It's not clear exactly how that network works, although some research has shown pulsing of the blood vessels helps move the waste-clearing fluid where it needs to go.

But it's been hard to find that system in people. Regular MRI scans can spot some of those fluid-filled channels but don't show their function, Piantino said.

So his team in Oregon injected a tracer into five patients who were undergoing brain surgery and needed a more advanced form of MRI. The tracer "lit up" under those scans and, sure enough, 24 to 48 hours later it wasn't moving randomly through the brain but via those channels as prior research had found in mice.

It's a small but potentially important study that Rochester's Dr. Maiken Nedergaard predicted will increase interest in how brain waste clearance connects to people's health.

But to test if better sleep or other treatments might really spur waste clearance and improve health, "I have to be able to measure glymphatic function in people," said Dr. Jeff Iliff of the University of Washington, who helped pioneer waste-clearance research. The question is whether the new study might point to ways of measurement.

Sleep isn't the only question. For example, animal studies show an old blood pressure drug now used to treat PTSD may improve glymphatic function, and Iliff and colleague Dr. Elaine Peskind are about to study it in certain patients.

Additional, larger studies in healthy people are needed and Piantino, whose lab focuses on sleep health, wants to find an easier, more noninvasive test.

"We cannot study all these questions by injecting people," he said.

- **Exercises**
(1) From the brain waste-clearance text, quote the passage starting with "Sleep isn't the" and going on through "in certain patients.".
(2) Answer these questions about the brain waste-clearance text:
(a) How many patients did the team in Oregon inject with a tracer?
(b) Which university is Dr. Jeff Iliff with?
(c) What condition is the old blood pressure drug now used to treat?
(3) Can you rewrite the paragraph of the brain waste-clearance text that begins "So his team in Oregon" more briefly, keeping its main facts?

- **Provided data**
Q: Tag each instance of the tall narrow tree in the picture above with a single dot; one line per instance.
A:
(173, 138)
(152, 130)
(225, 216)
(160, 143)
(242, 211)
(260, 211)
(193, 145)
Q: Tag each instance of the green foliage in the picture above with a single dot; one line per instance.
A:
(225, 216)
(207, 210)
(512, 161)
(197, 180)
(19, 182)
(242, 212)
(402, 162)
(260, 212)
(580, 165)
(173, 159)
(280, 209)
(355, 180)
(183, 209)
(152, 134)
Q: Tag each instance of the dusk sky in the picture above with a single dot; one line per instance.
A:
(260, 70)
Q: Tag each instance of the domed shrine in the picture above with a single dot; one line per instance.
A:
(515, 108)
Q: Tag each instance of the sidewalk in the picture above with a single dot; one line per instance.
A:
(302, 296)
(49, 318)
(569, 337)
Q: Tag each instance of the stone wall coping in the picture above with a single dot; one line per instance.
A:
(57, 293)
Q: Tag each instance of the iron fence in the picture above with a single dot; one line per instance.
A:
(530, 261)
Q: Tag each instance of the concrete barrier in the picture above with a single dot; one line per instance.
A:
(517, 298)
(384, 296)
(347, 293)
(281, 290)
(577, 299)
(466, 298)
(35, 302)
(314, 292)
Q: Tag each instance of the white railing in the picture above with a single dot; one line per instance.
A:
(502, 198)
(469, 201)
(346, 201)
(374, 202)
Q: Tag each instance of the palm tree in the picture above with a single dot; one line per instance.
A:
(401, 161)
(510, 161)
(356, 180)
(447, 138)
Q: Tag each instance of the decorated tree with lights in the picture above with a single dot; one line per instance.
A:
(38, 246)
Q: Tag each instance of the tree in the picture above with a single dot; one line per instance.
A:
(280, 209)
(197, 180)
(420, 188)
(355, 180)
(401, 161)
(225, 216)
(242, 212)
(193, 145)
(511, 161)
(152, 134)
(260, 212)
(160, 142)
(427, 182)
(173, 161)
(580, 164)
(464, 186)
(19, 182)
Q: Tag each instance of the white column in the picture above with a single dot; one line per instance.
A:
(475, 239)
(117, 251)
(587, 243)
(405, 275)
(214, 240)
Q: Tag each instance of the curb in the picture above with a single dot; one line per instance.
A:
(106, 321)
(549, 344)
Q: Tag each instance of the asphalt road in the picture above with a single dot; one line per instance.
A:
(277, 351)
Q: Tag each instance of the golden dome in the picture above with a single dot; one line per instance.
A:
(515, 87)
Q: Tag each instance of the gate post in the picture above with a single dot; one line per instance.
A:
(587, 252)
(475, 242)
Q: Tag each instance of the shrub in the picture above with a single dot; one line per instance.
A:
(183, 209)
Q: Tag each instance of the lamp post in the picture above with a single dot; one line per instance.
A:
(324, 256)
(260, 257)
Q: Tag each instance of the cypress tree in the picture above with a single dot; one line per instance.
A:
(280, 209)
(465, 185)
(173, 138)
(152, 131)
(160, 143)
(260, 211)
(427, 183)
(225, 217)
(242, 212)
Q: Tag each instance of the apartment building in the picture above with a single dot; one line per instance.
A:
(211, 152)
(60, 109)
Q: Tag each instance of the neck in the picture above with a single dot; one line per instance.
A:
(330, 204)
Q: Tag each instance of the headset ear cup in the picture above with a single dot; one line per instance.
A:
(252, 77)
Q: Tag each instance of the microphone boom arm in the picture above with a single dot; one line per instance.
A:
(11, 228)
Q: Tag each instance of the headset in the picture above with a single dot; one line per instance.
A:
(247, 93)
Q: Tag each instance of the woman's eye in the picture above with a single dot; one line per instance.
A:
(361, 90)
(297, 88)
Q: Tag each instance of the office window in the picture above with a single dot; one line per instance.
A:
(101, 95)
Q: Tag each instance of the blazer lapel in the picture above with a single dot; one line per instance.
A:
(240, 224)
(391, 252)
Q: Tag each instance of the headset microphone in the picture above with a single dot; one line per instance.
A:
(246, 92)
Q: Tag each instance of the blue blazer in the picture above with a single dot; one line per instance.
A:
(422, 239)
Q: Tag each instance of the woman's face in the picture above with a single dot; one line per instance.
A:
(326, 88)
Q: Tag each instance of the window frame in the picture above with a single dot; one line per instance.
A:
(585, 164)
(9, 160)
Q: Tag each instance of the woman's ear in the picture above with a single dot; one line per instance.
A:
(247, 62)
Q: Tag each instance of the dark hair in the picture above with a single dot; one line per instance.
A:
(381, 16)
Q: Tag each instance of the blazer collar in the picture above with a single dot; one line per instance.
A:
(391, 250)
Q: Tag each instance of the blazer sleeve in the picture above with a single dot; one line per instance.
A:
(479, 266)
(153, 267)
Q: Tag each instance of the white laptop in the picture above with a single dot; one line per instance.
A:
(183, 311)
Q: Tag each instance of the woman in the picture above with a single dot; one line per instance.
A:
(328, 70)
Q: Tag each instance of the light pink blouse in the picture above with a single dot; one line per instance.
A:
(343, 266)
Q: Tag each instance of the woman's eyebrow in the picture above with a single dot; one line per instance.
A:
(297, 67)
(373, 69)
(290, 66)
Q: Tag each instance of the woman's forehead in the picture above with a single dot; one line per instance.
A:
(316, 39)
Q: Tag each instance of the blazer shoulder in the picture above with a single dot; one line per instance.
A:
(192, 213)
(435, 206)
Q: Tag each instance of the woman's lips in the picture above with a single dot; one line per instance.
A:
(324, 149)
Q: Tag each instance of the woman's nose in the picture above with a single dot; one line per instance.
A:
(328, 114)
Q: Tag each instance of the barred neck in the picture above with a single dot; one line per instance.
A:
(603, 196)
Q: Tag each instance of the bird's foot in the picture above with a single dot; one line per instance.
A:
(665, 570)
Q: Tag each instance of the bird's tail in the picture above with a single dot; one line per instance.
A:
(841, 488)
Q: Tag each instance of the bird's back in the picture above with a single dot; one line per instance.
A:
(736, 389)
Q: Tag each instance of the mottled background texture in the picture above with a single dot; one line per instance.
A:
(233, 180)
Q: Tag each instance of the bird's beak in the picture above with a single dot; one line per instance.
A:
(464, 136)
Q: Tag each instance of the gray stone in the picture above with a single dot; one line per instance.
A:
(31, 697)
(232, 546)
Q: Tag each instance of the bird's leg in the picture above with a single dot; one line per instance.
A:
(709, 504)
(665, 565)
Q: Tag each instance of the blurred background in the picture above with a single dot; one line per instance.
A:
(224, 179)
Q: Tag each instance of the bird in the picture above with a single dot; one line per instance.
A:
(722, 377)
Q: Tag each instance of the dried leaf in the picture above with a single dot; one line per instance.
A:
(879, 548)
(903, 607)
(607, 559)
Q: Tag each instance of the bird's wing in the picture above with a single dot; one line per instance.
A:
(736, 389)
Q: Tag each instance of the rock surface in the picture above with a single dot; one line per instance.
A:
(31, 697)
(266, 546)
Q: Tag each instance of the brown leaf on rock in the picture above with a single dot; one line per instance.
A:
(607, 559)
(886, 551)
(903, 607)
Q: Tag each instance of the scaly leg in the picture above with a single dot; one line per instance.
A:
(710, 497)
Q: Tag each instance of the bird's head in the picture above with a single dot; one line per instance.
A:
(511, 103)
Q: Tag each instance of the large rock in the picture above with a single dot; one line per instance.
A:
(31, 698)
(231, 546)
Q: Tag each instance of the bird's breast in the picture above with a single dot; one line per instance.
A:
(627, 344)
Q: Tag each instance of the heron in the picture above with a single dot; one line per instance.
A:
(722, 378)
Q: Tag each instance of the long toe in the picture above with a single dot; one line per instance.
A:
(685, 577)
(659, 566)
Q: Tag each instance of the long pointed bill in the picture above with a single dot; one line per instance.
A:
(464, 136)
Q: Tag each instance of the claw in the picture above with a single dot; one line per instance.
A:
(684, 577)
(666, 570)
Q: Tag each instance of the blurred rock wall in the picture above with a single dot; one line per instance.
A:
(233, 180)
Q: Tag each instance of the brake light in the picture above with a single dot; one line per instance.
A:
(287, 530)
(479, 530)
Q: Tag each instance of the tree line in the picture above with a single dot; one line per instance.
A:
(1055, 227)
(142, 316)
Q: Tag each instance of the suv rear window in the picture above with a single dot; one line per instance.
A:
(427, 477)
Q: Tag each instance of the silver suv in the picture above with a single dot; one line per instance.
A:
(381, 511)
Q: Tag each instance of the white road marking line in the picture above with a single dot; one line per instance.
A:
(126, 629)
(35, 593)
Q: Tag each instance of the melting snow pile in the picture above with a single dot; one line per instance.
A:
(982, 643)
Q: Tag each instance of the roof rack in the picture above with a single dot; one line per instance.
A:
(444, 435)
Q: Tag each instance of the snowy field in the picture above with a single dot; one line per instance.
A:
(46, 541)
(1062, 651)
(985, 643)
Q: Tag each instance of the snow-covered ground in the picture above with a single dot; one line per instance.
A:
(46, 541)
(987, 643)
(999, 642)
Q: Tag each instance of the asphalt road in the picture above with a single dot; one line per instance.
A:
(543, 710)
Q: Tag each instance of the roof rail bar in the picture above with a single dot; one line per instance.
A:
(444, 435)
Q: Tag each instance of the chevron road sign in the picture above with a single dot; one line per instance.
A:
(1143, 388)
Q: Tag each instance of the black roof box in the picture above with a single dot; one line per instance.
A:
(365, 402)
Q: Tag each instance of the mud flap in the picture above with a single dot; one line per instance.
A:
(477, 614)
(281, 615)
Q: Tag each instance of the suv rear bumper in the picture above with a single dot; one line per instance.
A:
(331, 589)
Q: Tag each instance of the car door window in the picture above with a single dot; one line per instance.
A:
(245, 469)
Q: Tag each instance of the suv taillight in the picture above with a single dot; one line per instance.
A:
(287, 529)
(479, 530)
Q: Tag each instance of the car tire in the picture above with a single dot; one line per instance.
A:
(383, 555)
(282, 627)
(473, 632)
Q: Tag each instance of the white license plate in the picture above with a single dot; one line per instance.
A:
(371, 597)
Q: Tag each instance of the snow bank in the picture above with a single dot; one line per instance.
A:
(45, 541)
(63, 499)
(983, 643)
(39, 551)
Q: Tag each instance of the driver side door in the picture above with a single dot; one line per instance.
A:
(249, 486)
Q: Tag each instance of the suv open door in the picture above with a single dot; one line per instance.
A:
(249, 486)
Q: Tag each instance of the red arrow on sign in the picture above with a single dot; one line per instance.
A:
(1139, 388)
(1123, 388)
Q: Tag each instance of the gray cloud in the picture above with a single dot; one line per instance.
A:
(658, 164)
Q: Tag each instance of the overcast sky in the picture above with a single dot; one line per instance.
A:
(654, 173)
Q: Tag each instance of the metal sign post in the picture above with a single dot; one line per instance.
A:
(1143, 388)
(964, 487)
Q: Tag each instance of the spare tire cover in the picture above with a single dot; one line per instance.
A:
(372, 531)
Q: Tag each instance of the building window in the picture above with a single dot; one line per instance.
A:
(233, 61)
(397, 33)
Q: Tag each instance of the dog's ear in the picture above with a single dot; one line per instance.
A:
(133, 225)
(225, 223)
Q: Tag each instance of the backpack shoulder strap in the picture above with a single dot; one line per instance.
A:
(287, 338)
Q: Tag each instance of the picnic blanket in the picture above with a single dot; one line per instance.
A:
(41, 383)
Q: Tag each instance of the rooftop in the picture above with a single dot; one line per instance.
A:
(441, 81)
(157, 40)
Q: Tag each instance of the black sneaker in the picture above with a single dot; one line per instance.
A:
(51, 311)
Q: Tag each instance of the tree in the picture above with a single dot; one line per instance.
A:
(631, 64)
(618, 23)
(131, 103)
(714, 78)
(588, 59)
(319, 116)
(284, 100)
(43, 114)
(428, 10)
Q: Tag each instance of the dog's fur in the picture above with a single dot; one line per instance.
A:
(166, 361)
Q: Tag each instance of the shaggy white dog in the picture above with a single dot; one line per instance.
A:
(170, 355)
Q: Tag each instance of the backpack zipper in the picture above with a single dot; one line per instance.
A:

- **Solved problems**
(1)
Sleep isn't the only question. For example, animal studies show an old blood pressure drug now used to treat PTSD may improve glymphatic function, and Iliff and colleague Dr. Elaine Peskind are about to study it in certain patients.

(2)
(a) Five.
(b) The University of Washington.
(c) PTSD.

(3) The Oregon team injected a tracer into five brain-surgery patients who needed advanced MRI. The tracer lit up on the scans. Over the next 24 to 48 hours, it moved through the channels rather than randomly, as earlier mouse research had found.